▶ _Task statement_
Write out the material below exactly, beginning at the line that contains "Where is the striped necktie in it?" and ending with its last line, both ends included; write nothing else.

(Records excerpted from a collection)
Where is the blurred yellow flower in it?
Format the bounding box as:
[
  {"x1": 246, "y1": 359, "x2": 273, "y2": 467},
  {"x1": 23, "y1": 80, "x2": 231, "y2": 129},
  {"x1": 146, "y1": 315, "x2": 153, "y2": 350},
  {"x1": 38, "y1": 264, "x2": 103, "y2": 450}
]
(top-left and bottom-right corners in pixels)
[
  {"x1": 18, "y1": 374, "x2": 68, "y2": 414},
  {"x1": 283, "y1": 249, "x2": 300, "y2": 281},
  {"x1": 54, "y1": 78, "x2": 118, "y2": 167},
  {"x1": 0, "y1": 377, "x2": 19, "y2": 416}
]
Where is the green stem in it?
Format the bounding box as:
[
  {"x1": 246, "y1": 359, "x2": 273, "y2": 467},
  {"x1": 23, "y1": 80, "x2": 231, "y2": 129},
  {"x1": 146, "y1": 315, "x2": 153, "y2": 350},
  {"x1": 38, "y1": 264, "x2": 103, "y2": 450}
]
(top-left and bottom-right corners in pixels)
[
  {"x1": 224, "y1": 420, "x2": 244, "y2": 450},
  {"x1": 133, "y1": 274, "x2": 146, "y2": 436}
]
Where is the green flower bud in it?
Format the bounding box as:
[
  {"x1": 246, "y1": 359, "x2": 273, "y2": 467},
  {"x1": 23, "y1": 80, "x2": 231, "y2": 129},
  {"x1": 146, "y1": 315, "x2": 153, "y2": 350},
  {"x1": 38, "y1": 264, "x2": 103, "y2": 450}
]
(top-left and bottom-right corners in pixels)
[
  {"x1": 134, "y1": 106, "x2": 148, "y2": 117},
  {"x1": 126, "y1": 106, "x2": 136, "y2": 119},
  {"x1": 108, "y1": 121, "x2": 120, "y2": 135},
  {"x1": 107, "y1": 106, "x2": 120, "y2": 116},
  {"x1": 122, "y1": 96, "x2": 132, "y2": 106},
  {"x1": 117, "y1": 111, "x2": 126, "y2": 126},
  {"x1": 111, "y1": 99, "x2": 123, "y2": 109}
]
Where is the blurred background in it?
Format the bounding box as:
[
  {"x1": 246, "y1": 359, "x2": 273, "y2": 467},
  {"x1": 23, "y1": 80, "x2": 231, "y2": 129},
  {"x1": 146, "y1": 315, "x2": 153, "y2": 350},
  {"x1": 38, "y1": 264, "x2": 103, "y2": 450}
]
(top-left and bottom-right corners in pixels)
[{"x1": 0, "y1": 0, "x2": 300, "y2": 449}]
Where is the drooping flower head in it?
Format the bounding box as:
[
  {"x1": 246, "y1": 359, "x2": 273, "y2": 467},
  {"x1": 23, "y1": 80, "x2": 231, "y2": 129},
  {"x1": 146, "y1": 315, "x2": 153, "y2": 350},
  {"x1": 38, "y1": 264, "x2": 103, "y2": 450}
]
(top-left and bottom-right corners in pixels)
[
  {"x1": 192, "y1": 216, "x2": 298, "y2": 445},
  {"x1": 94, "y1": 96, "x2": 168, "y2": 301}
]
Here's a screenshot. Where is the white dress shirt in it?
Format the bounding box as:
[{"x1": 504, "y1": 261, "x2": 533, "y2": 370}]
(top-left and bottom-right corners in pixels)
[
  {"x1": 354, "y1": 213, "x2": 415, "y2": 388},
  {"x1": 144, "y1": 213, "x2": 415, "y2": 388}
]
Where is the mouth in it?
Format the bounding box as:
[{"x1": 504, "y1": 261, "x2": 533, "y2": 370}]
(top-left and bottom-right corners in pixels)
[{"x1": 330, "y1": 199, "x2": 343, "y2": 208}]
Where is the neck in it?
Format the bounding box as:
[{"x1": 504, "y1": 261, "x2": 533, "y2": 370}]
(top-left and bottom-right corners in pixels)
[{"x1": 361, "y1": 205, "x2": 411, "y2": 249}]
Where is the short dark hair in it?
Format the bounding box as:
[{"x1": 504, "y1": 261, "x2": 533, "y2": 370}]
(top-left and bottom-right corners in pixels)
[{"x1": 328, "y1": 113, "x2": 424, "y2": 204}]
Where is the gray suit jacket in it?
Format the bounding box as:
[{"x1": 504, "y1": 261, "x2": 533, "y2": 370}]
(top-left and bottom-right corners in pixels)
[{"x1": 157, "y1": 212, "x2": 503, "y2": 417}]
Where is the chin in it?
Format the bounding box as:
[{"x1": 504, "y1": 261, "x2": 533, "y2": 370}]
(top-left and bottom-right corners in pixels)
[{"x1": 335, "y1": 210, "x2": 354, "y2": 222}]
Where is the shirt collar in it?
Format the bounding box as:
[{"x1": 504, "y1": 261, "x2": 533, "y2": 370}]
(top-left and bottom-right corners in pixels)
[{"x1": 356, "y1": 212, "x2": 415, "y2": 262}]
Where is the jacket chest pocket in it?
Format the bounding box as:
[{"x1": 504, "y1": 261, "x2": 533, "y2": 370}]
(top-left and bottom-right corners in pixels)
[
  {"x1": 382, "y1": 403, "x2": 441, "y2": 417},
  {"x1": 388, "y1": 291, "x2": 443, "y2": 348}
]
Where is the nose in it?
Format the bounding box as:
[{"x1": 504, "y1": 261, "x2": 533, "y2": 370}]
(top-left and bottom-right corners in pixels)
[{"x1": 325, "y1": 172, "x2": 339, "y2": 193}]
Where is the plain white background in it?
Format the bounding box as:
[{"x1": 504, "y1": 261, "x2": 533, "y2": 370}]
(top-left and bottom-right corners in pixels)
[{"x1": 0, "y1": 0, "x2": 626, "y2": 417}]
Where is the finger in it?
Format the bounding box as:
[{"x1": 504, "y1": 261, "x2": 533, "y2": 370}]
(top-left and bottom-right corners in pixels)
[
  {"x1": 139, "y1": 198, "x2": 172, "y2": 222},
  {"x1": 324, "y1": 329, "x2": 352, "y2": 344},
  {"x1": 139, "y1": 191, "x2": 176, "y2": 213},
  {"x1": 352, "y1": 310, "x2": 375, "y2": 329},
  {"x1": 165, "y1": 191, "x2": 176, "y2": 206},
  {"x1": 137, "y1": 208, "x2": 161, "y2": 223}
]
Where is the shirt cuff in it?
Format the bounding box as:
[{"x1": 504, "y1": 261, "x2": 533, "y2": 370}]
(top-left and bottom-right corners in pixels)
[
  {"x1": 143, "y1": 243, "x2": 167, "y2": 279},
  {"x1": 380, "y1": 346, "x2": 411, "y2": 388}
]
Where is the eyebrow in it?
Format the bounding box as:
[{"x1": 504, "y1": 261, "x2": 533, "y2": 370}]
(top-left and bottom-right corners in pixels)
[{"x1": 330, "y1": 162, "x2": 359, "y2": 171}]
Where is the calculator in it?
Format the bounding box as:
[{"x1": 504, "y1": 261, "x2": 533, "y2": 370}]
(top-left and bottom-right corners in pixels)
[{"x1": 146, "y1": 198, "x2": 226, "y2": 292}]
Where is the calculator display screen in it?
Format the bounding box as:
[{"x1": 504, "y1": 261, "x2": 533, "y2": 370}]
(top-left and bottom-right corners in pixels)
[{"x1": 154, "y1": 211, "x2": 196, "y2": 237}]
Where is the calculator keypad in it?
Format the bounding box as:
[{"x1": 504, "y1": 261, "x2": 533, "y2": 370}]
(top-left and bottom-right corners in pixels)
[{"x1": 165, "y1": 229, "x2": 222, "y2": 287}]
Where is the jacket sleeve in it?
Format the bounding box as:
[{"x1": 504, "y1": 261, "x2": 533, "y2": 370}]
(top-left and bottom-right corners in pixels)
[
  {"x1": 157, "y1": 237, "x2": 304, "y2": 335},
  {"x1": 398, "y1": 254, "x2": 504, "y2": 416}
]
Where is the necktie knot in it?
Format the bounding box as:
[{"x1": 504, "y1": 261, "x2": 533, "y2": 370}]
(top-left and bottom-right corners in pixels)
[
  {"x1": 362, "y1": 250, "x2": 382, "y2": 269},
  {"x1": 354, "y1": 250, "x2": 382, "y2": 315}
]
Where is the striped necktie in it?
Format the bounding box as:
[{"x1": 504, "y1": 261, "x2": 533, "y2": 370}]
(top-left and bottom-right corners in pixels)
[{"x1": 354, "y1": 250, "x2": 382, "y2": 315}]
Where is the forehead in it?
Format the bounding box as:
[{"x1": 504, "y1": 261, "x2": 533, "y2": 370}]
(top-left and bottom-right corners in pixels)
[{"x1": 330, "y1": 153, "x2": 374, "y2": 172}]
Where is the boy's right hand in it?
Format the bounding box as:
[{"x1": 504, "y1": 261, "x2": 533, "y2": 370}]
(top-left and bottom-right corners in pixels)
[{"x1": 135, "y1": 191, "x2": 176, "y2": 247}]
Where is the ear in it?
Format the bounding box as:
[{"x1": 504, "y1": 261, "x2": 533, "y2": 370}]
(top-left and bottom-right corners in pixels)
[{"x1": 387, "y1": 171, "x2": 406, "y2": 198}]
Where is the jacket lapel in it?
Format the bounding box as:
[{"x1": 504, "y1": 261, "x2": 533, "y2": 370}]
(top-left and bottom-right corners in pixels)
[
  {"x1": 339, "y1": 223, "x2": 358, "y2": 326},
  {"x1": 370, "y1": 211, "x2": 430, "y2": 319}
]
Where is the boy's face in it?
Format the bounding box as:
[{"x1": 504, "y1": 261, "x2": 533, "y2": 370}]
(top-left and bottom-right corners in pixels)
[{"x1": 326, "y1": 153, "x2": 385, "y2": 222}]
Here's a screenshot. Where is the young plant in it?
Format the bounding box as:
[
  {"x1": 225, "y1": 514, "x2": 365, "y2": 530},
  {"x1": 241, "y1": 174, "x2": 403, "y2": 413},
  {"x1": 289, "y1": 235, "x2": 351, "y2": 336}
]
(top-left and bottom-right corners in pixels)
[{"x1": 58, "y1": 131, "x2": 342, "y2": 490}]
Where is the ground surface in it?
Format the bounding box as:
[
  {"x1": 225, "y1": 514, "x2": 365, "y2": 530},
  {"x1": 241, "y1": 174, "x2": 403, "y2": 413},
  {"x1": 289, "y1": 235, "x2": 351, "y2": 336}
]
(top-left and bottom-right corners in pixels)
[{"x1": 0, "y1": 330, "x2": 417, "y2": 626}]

▶ _Exercise output_
Where is the striped necktie in it?
Format the bounding box as:
[{"x1": 504, "y1": 261, "x2": 533, "y2": 370}]
(top-left and bottom-right corners in pixels)
[{"x1": 354, "y1": 250, "x2": 382, "y2": 315}]
Where is the forehead in it?
Format the bounding box as:
[{"x1": 504, "y1": 261, "x2": 533, "y2": 370}]
(top-left and bottom-right corners in pixels)
[{"x1": 330, "y1": 153, "x2": 374, "y2": 172}]
Where is the boy's right hand in it?
Format the bounding box as:
[{"x1": 504, "y1": 261, "x2": 533, "y2": 370}]
(top-left and bottom-right corners in pixels)
[{"x1": 135, "y1": 191, "x2": 176, "y2": 247}]
Where is the ear in it?
Format the bounding box as:
[{"x1": 504, "y1": 261, "x2": 533, "y2": 370}]
(top-left and bottom-right corners in pixels)
[{"x1": 387, "y1": 171, "x2": 406, "y2": 198}]
Where is the jacket lapel in it?
Format the bounding box as:
[{"x1": 504, "y1": 261, "x2": 533, "y2": 370}]
(top-left and bottom-right corners in pixels)
[
  {"x1": 339, "y1": 223, "x2": 358, "y2": 326},
  {"x1": 370, "y1": 211, "x2": 430, "y2": 319}
]
Where is the boy's face in it?
Format the bounding box as:
[{"x1": 504, "y1": 261, "x2": 533, "y2": 370}]
(top-left and bottom-right corners in pixels)
[{"x1": 326, "y1": 153, "x2": 385, "y2": 222}]
Here's a screenshot. Where is the young plant in it?
Format the bounding box as:
[
  {"x1": 225, "y1": 514, "x2": 365, "y2": 530},
  {"x1": 241, "y1": 174, "x2": 403, "y2": 413},
  {"x1": 289, "y1": 235, "x2": 351, "y2": 336}
]
(top-left and bottom-right corners in pixels)
[{"x1": 58, "y1": 131, "x2": 342, "y2": 490}]
Where is the ground surface in it?
Format the bounding box as:
[
  {"x1": 225, "y1": 514, "x2": 365, "y2": 530},
  {"x1": 241, "y1": 174, "x2": 403, "y2": 413},
  {"x1": 289, "y1": 235, "x2": 351, "y2": 336}
]
(top-left and bottom-right corners in pixels)
[{"x1": 0, "y1": 330, "x2": 417, "y2": 626}]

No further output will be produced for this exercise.